→ CONSIGNES:
**A.** Pouvez-vous réécrire sous forme de liste le paragraphe de l'extrait sur la plage qui commence par « Une plage, c'est un morceau du monde », en conservant ses faits principaux ?
**B.** Pouvez-vous recopier fidèlement le passage de l'extrait sur la plage qui débute par « Publié le par » et se poursuit jusqu'à « à la canne. » ?

→ EXTRAIT À LIRE:
Publié le par Carole

Plage
Une plage, c'est un morceau du monde. C'est un monde. Il y a les familles chargées de sacs et de jouets, et les femmes seules aux seins nus, les enfants bâtissant des chimères aux airs de forteresse, et ceux qui veulent apprendre à combattre les vagues. Il y a ceux qui lisent, il y a ceux qui dorment. Ceux qui parlent et ceux qui écoutent. Ceux qui marchent et ceux qui attendent. Ceux qui rougissent et ceux qui sont déjà si hâlés qu'on ne sait plus ce qu'ils viennent encore demander au soleil. Ceux qui vendent et ceux qui achètent. Et même ceux qui volent au-dessus des autres, dans des petits avions agitant des banderoles publicitaires.
 
Cet après-midi-là il y avait aussi l'homme à la canne.

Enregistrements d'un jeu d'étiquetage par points
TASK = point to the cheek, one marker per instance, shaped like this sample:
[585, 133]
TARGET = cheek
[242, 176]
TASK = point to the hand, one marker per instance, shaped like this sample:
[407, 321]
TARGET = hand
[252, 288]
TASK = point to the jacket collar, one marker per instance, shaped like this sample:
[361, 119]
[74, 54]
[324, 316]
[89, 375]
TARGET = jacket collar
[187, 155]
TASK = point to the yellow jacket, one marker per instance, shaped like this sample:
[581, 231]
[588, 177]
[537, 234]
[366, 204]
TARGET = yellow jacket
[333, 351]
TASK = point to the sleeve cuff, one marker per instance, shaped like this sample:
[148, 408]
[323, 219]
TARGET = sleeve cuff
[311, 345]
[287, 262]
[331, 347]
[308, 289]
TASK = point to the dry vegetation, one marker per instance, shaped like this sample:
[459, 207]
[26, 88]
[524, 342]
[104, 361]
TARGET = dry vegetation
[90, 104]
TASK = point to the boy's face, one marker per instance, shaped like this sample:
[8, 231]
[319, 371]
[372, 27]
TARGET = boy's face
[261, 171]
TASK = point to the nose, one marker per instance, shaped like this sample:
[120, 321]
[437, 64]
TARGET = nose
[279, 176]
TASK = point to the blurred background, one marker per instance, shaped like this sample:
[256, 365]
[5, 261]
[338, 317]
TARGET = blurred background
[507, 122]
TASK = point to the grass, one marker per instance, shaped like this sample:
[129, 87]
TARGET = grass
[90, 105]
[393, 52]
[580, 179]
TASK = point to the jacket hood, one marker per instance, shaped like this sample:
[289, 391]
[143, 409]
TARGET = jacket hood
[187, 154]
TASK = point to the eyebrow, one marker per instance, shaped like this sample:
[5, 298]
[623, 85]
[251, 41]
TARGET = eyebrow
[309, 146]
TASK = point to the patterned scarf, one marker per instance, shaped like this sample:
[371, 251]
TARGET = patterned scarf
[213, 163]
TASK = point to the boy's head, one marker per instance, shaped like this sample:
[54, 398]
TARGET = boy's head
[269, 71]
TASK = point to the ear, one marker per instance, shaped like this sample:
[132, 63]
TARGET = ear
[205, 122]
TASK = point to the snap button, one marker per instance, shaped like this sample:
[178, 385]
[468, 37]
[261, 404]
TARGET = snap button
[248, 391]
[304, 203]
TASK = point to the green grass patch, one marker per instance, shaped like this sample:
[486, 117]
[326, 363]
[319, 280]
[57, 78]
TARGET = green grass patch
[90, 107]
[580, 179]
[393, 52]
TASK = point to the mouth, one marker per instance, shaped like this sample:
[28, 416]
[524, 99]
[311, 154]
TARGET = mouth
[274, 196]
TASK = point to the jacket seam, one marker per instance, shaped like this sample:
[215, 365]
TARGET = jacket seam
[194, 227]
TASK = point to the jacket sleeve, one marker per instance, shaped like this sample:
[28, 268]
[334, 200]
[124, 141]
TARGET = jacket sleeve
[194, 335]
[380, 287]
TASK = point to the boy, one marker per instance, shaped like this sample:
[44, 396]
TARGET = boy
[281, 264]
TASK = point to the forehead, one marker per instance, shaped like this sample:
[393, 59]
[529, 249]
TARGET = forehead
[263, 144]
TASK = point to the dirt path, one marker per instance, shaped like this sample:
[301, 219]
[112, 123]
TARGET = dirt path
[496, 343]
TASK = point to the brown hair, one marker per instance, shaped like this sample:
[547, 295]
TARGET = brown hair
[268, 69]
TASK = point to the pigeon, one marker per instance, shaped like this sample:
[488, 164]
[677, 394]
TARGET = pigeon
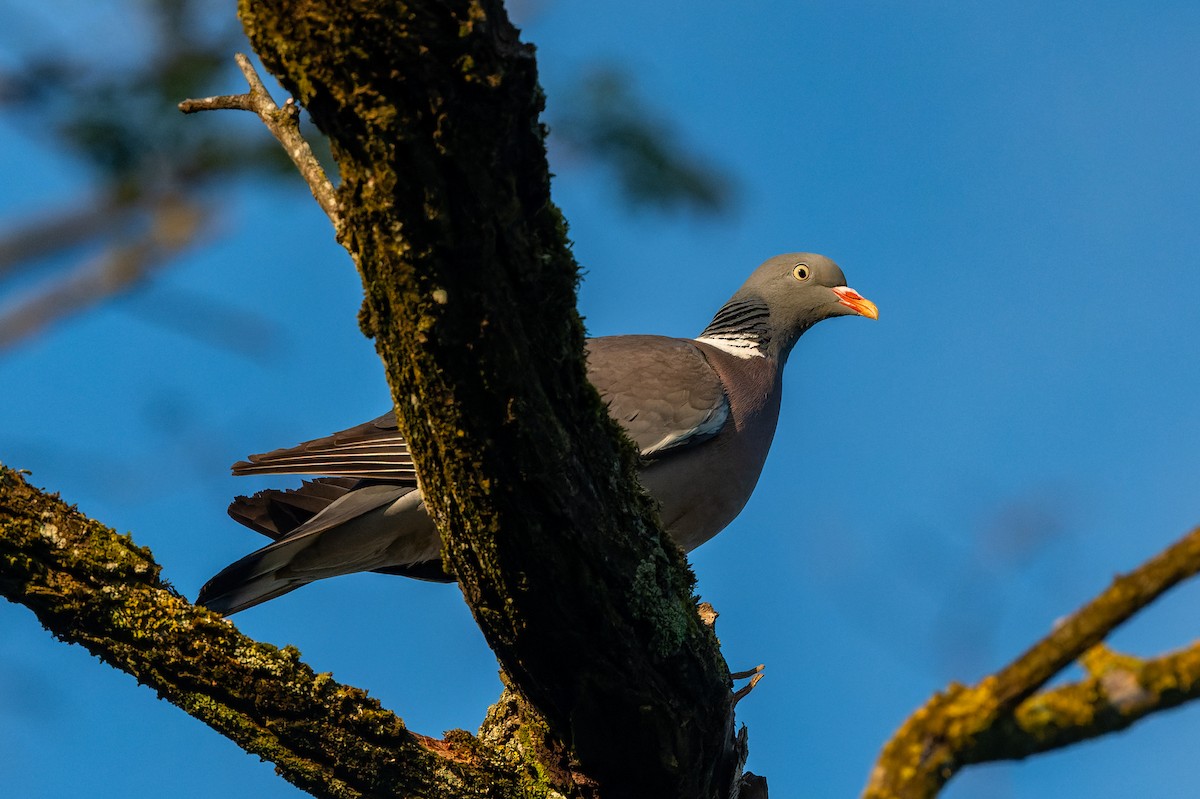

→ CORRIGÉS:
**A.**
- Une plage est un morceau du monde, et même un monde en soi.
- On y voit des familles chargées de sacs et de jouets, des femmes seules aux seins nus, des enfants qui bâtissent des chimères aux airs de forteresse, et ceux qui veulent apprendre à combattre les vagues.
- Certains lisent, d'autres dorment. Certains parlent, d'autres écoutent. Certains marchent, d'autres attendent.
- Certains rougissent, tandis que d'autres sont déjà si hâlés qu'on ne sait plus ce qu'ils demandent encore au soleil.
- Certains vendent, d'autres achètent.
- Certains survolent même les autres, dans de petits avions qui agitent des banderoles publicitaires.

**B.**
Publié le par Carole

Plage
Une plage, c'est un morceau du monde. C'est un monde. Il y a les familles chargées de sacs et de jouets, et les femmes seules aux seins nus, les enfants bâtissant des chimères aux airs de forteresse, et ceux qui veulent apprendre à combattre les vagues. Il y a ceux qui lisent, il y a ceux qui dorment. Ceux qui parlent et ceux qui écoutent. Ceux qui marchent et ceux qui attendent. Ceux qui rougissent et ceux qui sont déjà si hâlés qu'on ne sait plus ce qu'ils viennent encore demander au soleil. Ceux qui vendent et ceux qui achètent. Et même ceux qui volent au-dessus des autres, dans des petits avions agitant des banderoles publicitaires.
 
Cet après-midi-là il y avait aussi l'homme à la canne.